### [YOUR TASK]
In the box jellyfish page, write out everything from "Box jellyfish - Chironex" down to "November and April." again, putting "soccer ball" in place of "basketball".

Segment Start: PAGE TEXT

Box jellyfish, Boxfish, Deadlysea wasp

Box jellyfish, Boxfish, Deadly sea wasp
Chironex fleckeri

Box jellyfish is considered the most venomous marine creature. It can kill more people than stonefish, sharks and crocodiles combined. 

Chironex may be found in shallow water at the edge of beaches in Northern Australian and Indo-Pacific region. Adult jellyfish spawn at river mouths in late summer. The fertilized eggs attach themselves to rocks in the form of tiny polyps. In spring, these polyps develop into small jellyfish that migrate downstream, especially with rains. They feed on shrimps and often frequent beaches that are attractive to humans. These animals have chosen a strategy of passive hunting- they simply wait for the prey to bump into their tentacles. Since a struggling shrimp can tear a young jellyfish, it needs to be killed instantly with a very strong poison.
Box jellyfish - Chironex fleckeri
Chironex fleckeri
In each corner of the box-shaped bell, often as large as a basketball, there is a bundle of ten to sixty stinging tentacles, which can extend for up to 2 m.
The body of a sea wasp can weight as much as 2 kg. The tentacles are armed with up to 5,000 nematocysts, or stinging cells. Certain chemicals on the surface of fish, shellfish and humans activate these. Contact with only 3 m of tentacles may be fatal for an adult. There are many (about 70) reported deaths that have occurred in northern Australia between November and April.

Segment End: PAGE TEXT
Segment Start: ENTRIES SUPPLIED

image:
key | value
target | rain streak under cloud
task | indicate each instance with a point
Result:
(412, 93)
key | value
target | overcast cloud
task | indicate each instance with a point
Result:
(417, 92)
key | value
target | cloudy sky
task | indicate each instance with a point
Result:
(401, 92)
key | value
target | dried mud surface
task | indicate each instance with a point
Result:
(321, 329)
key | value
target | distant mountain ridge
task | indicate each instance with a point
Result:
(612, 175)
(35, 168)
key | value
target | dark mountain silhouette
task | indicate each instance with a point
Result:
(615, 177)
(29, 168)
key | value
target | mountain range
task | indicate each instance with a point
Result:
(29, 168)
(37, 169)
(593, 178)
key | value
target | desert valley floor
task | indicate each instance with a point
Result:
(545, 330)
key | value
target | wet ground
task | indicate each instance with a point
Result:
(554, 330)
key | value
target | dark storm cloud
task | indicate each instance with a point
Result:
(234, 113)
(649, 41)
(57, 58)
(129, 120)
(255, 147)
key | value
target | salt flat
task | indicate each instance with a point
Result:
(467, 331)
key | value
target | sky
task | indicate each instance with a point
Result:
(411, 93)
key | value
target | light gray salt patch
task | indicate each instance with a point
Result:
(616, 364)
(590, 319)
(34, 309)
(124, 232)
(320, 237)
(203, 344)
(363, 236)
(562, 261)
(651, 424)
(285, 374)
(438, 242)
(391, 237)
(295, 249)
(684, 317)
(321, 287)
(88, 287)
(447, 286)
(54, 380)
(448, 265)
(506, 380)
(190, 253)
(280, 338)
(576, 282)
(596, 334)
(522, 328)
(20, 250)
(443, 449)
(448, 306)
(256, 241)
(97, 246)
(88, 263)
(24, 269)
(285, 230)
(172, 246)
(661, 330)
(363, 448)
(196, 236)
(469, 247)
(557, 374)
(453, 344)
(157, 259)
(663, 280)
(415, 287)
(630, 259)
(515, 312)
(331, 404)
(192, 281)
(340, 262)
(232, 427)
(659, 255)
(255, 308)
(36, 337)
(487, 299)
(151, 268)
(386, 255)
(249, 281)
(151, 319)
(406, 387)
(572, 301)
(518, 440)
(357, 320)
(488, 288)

Segment End: ENTRIES SUPPLIED
Segment Start: ENTRIES SUPPLIED

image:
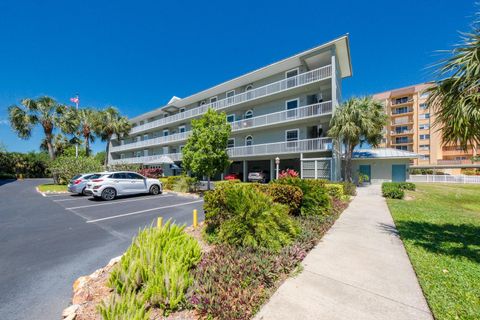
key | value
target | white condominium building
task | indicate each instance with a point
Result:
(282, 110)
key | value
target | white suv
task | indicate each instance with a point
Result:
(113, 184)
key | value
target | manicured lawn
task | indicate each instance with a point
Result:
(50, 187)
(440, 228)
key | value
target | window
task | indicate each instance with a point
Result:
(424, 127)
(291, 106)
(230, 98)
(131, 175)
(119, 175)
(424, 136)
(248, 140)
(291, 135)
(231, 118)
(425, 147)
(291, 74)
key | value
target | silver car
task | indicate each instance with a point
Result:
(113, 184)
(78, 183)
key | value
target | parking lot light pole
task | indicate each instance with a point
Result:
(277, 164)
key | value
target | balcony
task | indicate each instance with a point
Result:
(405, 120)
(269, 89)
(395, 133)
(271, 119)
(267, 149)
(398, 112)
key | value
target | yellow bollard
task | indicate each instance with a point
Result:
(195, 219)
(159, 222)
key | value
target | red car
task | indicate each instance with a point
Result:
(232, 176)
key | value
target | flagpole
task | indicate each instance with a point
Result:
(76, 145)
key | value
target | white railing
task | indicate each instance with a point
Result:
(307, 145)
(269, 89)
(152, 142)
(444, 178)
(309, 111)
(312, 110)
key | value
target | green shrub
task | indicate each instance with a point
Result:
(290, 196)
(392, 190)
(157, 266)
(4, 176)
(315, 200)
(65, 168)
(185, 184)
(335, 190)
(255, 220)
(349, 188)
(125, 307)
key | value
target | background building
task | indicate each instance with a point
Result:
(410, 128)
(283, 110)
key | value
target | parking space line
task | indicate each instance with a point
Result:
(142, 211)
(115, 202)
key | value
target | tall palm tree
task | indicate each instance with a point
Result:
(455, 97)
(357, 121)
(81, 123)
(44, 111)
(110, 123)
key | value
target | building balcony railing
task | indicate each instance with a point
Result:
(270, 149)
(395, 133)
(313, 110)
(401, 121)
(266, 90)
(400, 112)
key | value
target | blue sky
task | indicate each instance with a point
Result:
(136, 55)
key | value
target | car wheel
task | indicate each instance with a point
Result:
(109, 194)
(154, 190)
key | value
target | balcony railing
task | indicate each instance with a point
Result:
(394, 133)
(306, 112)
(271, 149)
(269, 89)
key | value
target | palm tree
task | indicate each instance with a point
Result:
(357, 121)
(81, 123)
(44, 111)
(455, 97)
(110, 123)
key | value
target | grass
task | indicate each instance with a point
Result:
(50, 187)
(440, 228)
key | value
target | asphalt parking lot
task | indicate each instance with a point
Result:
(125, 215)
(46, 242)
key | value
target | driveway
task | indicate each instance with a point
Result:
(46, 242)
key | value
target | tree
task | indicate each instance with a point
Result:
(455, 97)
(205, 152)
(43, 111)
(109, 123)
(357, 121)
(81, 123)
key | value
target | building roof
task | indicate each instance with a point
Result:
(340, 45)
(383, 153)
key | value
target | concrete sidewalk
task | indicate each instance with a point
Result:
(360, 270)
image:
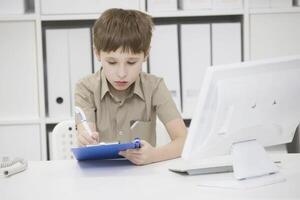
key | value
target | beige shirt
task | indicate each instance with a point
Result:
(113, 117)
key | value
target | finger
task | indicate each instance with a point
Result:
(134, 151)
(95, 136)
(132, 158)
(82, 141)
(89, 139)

Segment End: ENTRIES SUPPLIED
Segment Start: ENTRIES SUPPLIED

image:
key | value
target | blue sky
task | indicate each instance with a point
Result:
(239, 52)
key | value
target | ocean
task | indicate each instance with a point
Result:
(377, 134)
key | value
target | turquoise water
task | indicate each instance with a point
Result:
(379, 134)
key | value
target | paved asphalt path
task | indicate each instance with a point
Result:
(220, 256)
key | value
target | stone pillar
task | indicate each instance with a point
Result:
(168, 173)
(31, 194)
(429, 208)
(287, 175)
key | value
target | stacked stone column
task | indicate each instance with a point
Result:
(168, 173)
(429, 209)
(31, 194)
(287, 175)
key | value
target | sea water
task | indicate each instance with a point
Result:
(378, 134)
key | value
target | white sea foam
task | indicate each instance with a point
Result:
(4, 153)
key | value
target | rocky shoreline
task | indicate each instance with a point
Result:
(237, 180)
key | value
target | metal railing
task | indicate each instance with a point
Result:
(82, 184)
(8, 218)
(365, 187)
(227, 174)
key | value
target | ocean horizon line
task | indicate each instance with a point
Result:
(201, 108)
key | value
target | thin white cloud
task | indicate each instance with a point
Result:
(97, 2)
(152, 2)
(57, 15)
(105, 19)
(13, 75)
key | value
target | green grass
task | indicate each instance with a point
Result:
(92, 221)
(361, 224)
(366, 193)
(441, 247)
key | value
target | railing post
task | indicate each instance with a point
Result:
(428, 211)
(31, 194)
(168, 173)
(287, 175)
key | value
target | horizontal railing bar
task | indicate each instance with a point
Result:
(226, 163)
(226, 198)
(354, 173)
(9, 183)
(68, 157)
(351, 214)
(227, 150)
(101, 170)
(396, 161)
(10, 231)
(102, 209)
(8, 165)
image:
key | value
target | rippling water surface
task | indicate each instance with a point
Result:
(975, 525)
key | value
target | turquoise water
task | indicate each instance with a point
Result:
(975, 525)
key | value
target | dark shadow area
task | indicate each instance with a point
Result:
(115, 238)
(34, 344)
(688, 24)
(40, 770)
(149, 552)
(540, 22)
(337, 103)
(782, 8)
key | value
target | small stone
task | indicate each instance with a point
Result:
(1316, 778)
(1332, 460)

Segment End: ENTRIES SUPPLIED

### [RESPONSE]
Box jellyfish - Chironex fleckeri
Chironex fleckeri
In each corner of the box-shaped bell, often as large as a soccer ball, there is a bundle of ten to sixty stinging tentacles, which can extend for up to 2 m.
The body of a sea wasp can weight as much as 2 kg. The tentacles are armed with up to 5,000 nematocysts, or stinging cells. Certain chemicals on the surface of fish, shellfish and humans activate these. Contact with only 3 m of tentacles may be fatal for an adult. There are many (about 70) reported deaths that have occurred in northern Australia between November and April.